=== PAGE EXCERPT ===

It's not just anime chicks, they can already make good art with the right prompts but if you post any examples all the people who are skeptical will just go

'no that art still sucks'

'well I think it looks fine'

'then you're a dumb idiot baby with no taste'

Like that one guy managed to win the digital art competition in the Colorado State Fair with AI art, but I guarantee you the people who are skeptical and know it's AI-generated up front will criticize the work 10x as hard as they would if they thought it was from a person.

frankly even if ai image generators begin making images that look aesthetically pleasing to me, i still won't like them. i'll tell you up front that i'm biased and that it has no value to me whatsoever. i could certainly see other people deriving value from the whole enterprise, and i wish them well, but to me it's just hollow imitation. there are real human artists i disrespect for similar reasons but i at least respect that they learned the craft. the guys stringing together words and phrases to generate these images just strike me as acting like you're a chef because you told the pizza place what toppings you want, or putting "good at google searches" on your resume

and yeah obviously the cat's out of the bag on the whole thing but i don't have to like or respect it!

Kalman
Jan 17, 2010

Leng posted:

And on the subject of whether or not that an ML algorithm is infringing on copyright just because it used an image in its training set, I'm not sure things are so clear cut. If you look over to the GDPR side of things, there's kind of a problem in that once an ML algorithm has been trained on a piece of data, that data is inherently part of the model. Mathematically speaking, an algorithm trained on a dataset comprising X+Y is not equal to an algorithm just trained on X.

I'm mostly speaking to US law, since it's what I know best, but the EU has already explicitly carved out exclusions in copyright for text and data mining for scientific research (which the creation of a better model could qualify as). And the idea that data is "part of" a model doesn't really matter in a copyright context, given copyright's limitation to expression of an idea, not the idea itself, as well as the general treatment of this type of use of copyrighted works as a fair use.

Giving some kind of residual for every single bit of input data into every single ML training set sounds nightmarish beyond belief.

Cicero
Dec 17, 2003

Jumpjet, melta, jumpjet. Repeat for ten minutes or until victory is assured.
There's a few different problems with royalties that I see:

* If you want permission, then you have to contact an insane number of people, and you won't be able to find a person for every image you find. We're talking millions of people at a minimum.

* If you go the route of radio music licensing where there's just a set rate (that's how that works right?) and you don't need permission, you still need to contact all those people at some point for giving them the royalties

* You could flip the expectation around and ask people to come forward to register if they're in the data I guess, but then you still need some process for authentication for that many people

* When do you need to pay? If I generate fifty images before finding one good one to use, do I pay for one thing or fifty?

=== SOURCE DATA ===

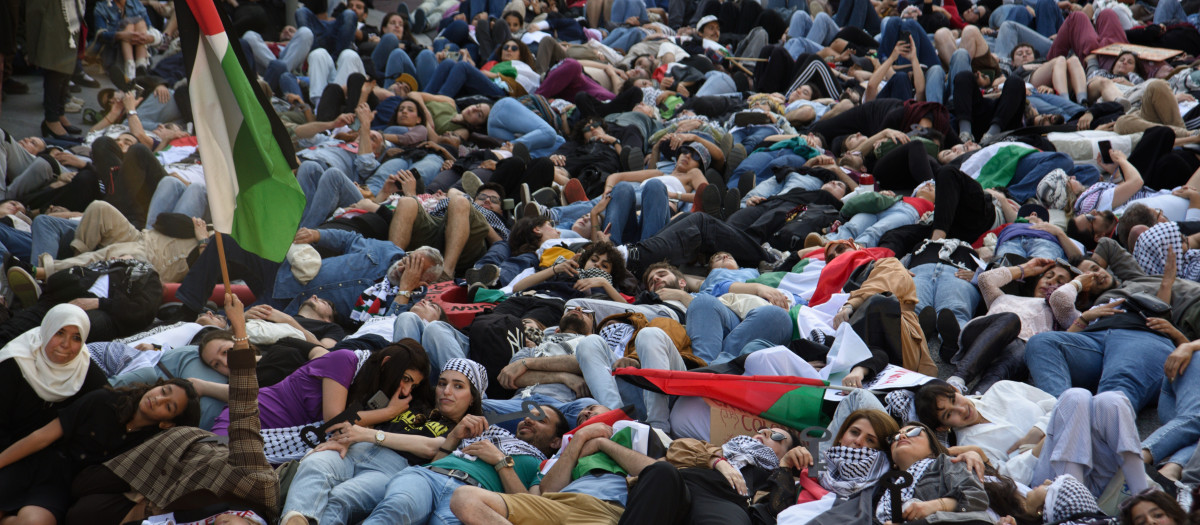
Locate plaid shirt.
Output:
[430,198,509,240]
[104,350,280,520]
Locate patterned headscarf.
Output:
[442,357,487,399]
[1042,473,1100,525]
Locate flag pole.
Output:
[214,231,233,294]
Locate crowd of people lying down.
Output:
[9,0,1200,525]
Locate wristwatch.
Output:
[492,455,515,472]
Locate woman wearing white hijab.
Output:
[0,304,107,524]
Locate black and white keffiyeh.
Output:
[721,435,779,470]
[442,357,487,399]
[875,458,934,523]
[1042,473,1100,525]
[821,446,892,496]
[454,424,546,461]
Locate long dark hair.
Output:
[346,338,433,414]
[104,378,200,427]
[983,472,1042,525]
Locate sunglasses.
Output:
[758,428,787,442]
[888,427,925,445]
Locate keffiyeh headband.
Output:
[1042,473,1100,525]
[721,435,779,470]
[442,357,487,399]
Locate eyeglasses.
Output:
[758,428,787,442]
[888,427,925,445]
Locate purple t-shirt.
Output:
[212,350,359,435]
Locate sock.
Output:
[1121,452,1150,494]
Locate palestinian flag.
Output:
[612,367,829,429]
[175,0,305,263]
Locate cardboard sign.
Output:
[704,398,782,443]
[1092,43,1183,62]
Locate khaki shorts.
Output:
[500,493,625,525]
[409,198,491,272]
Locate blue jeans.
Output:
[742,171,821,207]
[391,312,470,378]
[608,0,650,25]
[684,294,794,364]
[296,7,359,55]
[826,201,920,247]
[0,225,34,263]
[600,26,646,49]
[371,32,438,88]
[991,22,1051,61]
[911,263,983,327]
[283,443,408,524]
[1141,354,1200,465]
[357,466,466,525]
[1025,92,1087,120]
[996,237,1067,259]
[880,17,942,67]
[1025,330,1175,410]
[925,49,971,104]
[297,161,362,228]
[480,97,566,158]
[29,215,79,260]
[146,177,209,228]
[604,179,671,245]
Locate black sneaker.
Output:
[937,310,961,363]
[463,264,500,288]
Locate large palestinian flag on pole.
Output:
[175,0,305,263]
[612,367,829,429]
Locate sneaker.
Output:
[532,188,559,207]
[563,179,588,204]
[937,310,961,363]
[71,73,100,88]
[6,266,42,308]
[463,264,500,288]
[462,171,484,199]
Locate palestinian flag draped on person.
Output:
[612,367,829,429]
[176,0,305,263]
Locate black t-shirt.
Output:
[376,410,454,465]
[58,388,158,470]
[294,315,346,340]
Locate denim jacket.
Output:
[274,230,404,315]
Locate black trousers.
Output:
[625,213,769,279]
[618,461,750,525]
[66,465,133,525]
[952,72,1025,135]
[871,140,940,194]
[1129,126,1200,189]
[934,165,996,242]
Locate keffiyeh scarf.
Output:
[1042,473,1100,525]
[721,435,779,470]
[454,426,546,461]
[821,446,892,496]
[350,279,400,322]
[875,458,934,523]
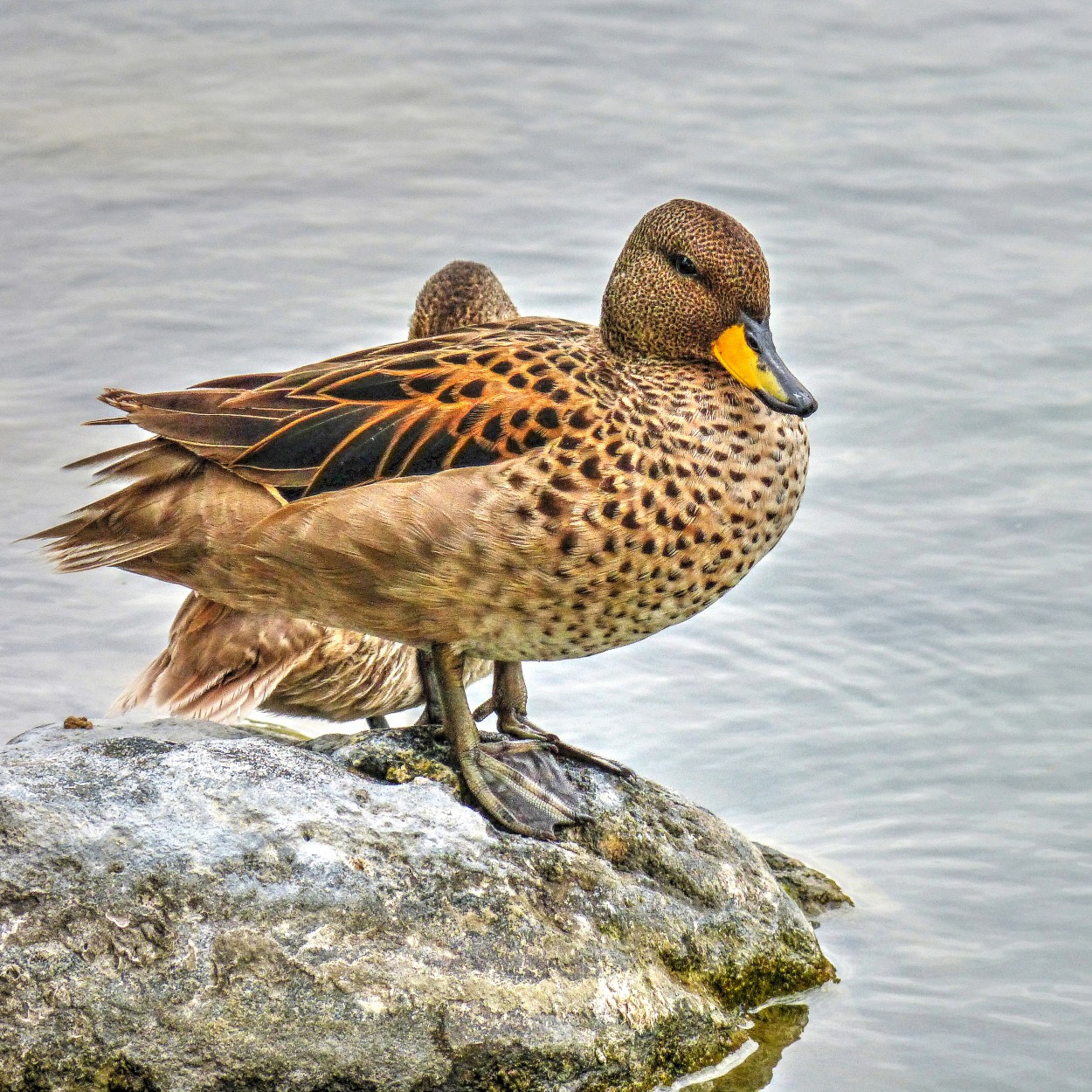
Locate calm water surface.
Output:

===

- YOUR INSTRUCTIONS
In the forum discussion of AI art, rewrite the passage starting at "There's a few" and ending at "at a minimum.", replacing "people" with "artists".

- RESPONSE
There's a few different problems with royalties that I see:

* If you want permission, then you have to contact an insane number of artists, and you won't be able to find a person for every image you find. We're talking millions of artists at a minimum.